▶ **Listing**
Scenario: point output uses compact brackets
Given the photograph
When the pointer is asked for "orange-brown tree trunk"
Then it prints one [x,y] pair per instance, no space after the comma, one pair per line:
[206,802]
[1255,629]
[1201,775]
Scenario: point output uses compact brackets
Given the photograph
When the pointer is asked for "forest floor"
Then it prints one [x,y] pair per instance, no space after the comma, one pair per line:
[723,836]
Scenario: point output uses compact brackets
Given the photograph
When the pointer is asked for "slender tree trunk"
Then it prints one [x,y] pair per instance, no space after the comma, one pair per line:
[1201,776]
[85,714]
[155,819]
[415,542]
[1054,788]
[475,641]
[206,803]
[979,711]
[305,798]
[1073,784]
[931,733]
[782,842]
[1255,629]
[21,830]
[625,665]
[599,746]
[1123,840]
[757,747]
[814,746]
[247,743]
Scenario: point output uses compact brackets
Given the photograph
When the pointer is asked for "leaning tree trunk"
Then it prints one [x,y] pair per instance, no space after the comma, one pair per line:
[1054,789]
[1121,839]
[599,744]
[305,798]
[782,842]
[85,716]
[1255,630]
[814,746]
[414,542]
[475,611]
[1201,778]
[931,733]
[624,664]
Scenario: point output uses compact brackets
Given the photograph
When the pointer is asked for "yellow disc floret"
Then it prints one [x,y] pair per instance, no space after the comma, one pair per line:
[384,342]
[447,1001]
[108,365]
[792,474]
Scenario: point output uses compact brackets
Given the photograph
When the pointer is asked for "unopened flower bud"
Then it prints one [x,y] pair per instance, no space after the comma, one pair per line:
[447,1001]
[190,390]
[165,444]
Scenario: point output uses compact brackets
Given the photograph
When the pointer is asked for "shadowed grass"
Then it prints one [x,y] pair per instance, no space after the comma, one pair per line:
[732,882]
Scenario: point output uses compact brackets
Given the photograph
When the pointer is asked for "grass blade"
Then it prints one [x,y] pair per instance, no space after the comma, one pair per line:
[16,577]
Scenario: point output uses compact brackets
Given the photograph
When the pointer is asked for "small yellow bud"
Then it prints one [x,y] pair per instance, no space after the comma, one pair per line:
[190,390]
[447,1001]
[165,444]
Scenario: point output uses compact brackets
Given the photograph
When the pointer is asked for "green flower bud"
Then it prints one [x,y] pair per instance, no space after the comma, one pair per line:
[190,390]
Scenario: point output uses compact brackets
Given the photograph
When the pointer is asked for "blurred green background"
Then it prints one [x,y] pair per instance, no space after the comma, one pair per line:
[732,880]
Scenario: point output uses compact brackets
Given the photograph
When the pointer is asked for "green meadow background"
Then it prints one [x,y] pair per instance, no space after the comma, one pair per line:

▶ **What the exercise asks**
Determine how many lines in the data above contain the string "flower". Provide only the number.

▶ **Solved problem**
2